◆ Description of the task: The entries below are to be repeated exactly, with the pictures left out.

START Data section

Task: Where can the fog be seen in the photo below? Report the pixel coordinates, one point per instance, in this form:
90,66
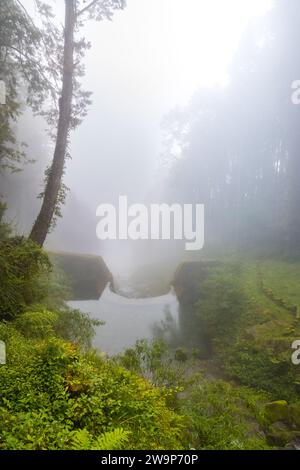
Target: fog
166,124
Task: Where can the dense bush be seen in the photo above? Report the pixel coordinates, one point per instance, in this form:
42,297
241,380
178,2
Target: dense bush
21,265
53,397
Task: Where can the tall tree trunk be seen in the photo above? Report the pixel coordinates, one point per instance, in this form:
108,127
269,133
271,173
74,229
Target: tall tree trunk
294,190
43,221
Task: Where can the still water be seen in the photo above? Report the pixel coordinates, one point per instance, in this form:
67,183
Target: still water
127,319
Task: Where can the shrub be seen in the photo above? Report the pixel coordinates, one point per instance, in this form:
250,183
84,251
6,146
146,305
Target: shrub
21,264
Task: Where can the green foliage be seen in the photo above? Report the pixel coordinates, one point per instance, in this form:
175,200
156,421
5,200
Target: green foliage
5,228
251,335
76,326
54,397
224,417
21,264
154,361
110,440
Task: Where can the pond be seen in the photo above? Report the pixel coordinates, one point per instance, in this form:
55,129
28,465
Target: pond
127,319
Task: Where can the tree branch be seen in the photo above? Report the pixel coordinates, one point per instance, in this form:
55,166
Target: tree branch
83,10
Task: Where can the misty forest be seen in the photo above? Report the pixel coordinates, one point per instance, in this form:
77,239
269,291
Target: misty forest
139,343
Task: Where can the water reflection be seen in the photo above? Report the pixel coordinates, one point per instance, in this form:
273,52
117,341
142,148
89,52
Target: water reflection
129,319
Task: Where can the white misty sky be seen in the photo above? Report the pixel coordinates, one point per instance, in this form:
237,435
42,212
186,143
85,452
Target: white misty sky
151,58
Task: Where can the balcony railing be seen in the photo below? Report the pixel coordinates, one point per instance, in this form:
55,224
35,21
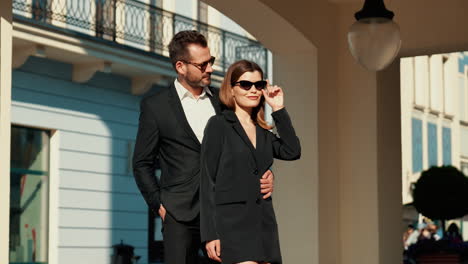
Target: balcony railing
138,25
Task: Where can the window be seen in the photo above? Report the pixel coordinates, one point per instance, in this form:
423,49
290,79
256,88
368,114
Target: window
417,145
432,144
447,145
29,195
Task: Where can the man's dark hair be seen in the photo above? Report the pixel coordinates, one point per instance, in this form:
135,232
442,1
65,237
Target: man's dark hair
179,43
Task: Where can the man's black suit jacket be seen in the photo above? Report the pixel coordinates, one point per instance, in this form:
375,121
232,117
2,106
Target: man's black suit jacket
165,133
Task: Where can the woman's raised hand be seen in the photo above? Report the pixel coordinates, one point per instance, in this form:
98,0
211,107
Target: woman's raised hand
274,96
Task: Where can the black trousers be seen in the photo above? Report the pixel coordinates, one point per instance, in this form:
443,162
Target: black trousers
182,242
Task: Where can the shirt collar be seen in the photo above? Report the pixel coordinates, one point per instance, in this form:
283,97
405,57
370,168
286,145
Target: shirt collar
182,92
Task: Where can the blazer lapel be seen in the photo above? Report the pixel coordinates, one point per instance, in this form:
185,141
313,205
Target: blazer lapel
215,100
176,106
231,116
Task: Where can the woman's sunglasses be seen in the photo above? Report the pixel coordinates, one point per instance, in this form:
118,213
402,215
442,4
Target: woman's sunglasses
246,85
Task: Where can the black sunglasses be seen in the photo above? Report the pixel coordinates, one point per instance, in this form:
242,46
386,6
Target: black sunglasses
202,66
246,85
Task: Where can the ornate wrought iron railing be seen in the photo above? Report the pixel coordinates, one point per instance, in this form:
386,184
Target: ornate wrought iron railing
138,25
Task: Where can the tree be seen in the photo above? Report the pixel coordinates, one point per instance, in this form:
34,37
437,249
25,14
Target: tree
441,193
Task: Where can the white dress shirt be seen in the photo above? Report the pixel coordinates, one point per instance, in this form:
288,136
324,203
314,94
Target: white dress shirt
197,110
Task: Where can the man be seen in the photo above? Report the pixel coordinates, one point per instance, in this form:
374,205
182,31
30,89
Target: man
171,128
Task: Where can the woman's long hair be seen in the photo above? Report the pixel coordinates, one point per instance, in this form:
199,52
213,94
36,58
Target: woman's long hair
233,74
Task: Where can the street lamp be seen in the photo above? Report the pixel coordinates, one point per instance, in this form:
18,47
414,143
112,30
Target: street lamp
374,39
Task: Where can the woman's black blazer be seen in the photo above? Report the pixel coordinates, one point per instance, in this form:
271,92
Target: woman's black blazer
231,167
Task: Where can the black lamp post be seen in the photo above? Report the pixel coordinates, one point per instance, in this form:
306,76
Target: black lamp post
374,39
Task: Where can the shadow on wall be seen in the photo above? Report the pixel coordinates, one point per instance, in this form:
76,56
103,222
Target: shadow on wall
99,203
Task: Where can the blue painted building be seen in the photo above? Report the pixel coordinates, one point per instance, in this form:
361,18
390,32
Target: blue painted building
434,110
80,71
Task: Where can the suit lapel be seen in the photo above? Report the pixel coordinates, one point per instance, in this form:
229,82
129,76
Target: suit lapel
231,116
215,100
176,106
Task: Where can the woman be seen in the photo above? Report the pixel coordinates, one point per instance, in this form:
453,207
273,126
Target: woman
237,224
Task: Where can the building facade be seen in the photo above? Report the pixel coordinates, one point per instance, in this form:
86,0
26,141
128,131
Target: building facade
80,69
434,124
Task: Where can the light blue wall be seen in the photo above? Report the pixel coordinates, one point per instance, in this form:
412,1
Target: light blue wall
99,203
432,144
447,145
417,145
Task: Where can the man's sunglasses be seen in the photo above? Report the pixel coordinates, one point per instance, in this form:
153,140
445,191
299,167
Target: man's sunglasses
246,85
202,66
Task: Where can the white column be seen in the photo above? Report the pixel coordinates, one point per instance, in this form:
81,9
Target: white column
5,105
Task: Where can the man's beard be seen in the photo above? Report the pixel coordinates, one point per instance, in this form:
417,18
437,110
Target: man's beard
202,83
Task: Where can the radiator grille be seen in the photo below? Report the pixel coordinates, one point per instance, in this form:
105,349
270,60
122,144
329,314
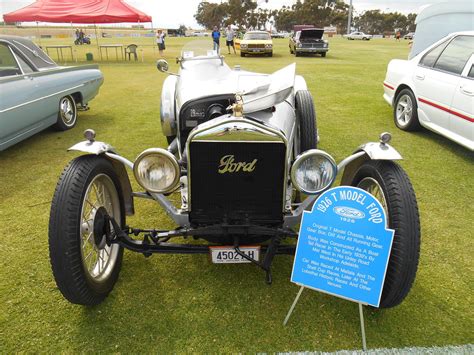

END Data section

◆ Worked solution:
Task: Where can the fog be seen in the photo below? Report the pixel coordinates, one point per instance, in this form:
90,66
Target: fog
166,124
Task: Where can the dense bush be seen in the photo above? Report the pixel coordinates, one point per instance, in this form:
42,297
241,380
178,2
Target: dense bush
21,265
53,397
Task: Where can the tall tree trunk be seen in the photo above? Report the pixel coordinates, one point per instance, in this form:
108,127
269,133
271,173
74,229
Target: tall tree trunk
294,190
43,221
Task: Where can the still water be seen in the photo above? Report the pixel coordinates, one point per instance, in this form:
67,183
Target: still water
127,319
Task: Where can the shrub be seen in the photo above? Report the pixel coordinates, one point per instance, in this form:
250,183
84,251
6,146
146,305
Target: shrub
21,264
Task: Where can the green foliage be seen in the photo above? Report the pixel coordinates, one point per instance, in this form:
175,200
156,421
5,200
Target: green foliage
5,228
251,335
76,326
54,397
224,417
21,264
154,361
110,440
Task: Where can the pond be seen in the photo above? Report the pixel coordinates, one point per instance, in this form:
55,129
28,465
Target: pond
127,319
Task: Where can the tree branch be seen in the photo above? Report the pixel coordinates, one point per instance, in this form:
55,166
Target: tree branch
83,10
Task: Where can the misty forest be seen in the photo above? Report the pixel coordinates, one point per instance, in this form:
77,239
269,291
Target: misty forest
139,343
Task: Where can the water reflection be seen in the photo above? Report the pixel coordinates, one point per instance, in this form:
273,52
117,341
142,148
89,52
Target: water reflection
129,319
Task: Where can the white misty sky be seen in the photo above? Report the pixel coordinates, one point per instance, in this form:
237,435
42,212
186,143
85,452
Target: white misty sky
151,58
Task: Where can the balcony railing be seen in the photo below? Report the pixel coordinates, one point per instance, in this form:
55,224
35,21
Target: balcony railing
138,25
Task: Where can the window be seen in the photo above? Report the pixel coordinates, one point per instance, in this form:
423,49
290,79
256,88
368,114
Target: window
417,145
432,144
447,145
29,195
Task: Where can the man's dark hair be seen in the photo above? Report the pixel coordinates, one point per instance, in this form:
135,232
442,1
65,237
Target: man's dark hair
179,43
Task: Where can the man's black suit jacket be seen in the photo above? Report the pixel coordinates, one point per instance, in this form:
375,121
232,117
2,106
Target: man's black suit jacket
165,133
Task: Where can the woman's raised hand be seen in the photo above? Report the pixel coordinates, one point per instance, in this form:
98,0
211,107
Target: woman's raised hand
274,96
Task: Where can the black trousers be seen in the photo above? Report the pixel coordinates, one point per instance, in this form:
443,162
Target: black trousers
182,242
Task: Where can the shirt collar be seen in the photo above? Report the pixel coordinates, one point per instance, in this form:
283,97
405,57
370,168
286,145
Target: shirt collar
182,92
Task: Where can the blazer lapel be seen in the photo above? Report the pixel coordinates, one point per instance, in this form:
185,141
313,205
Target: blazer lapel
215,100
176,106
231,116
Task: Where can the woman's sunglasses be seen in the photo above? Report the pixel coordinates, one point per instance, in this form:
118,213
402,215
442,4
Target: woman's sunglasses
246,85
Task: Where can the black sunglasses be seen in the photo above? Report the pixel coordinates, one point per instance, in this form:
242,46
386,6
Target: black sunglasses
202,66
246,85
Task: Where can the ornate wrought iron railing be seen in the photo above? Report the pixel coordinates, one point per instance, in this form:
386,184
Target: ornate wrought iron railing
138,25
Task: Where can the tree be seen in the photo above? Report the pixel coordinates, one point per instance, in this form:
34,37
437,249
25,14
Target: tree
441,193
Task: Where can the white dress shirt be seen in the photo above? Report the pixel coordinates, one point per instance, in this form:
288,136
324,203
314,94
Target: white dress shirt
197,110
Task: Where can the man be seen in the photo above? Report the pixel coordinates, one point per instance, in this form:
374,205
182,31
30,89
Target: man
171,128
Task: Where can the woman's long hair be seen in the photo above? Report the pixel coordinates, one point per instance, in this form:
199,52
213,94
36,58
Target: woman's long hair
233,74
Task: Where can the street lamp be seen in the photo above? Report the pixel coordinates, one point per instance, in this form:
18,47
414,143
112,30
Target: street lamp
374,39
Task: Where can the woman's black blazer be seen in the photo above? Report the pixel coordinates, one point per instance, in this form:
271,92
Target: woman's black blazer
231,167
Task: Where can the black lamp post be seen in the photo above? Report the pixel coordinates, one point per instance, in this form:
306,76
Target: black lamp post
374,39
Task: Where can the shadow on wall be seen in the photo above? Report the pixel coordinates, one point per instance, in this form:
76,56
103,222
Target: shadow on wall
99,203
Task: Where can the blue painted building be seen in the photo above? Report the pixel coordinates, one point per instance, in this form:
361,18
390,32
Target: blue painted building
434,110
80,71
Task: Where can the suit lapel be seen in the photo above? Report the pixel coordinates, one point per instance, in this form:
229,82
129,76
Target: suit lapel
231,116
215,100
176,106
Task: Where can the woman be seen in the photo above? Report the pixel coordinates, one point per instance, in this form:
453,207
273,126
Target: woman
237,224
Task: Where can the building facade be seen in the photo above? Report the pixel coordinates, one point per instance, in this form:
86,0
26,141
128,131
Target: building facade
80,69
434,124
Task: Where can the light blue wall be seen in the photo above? Report the pixel coordinates, one point per instance, in this form:
412,1
Target: light blue wall
99,203
432,144
447,145
417,145
Task: Where can the man's sunglasses be seen in the photo above? Report the pixel coordinates, one point per instance, in this form:
153,140
445,191
299,167
Target: man's sunglasses
246,85
202,66
Task: Where can the white column be seen in the photo above? Report the pixel coordinates, one point per instance, in this form:
81,9
Target: white column
5,105
Task: Where can the man's beard be seen in the photo above? Report the pixel coordinates, one point per instance, in this form:
417,18
437,110
Target: man's beard
202,83
Task: Where can the radiator grille be seen in the photo below? Report the pixel coordinates, one point per instance, in this form:
105,349
270,60
122,144
329,314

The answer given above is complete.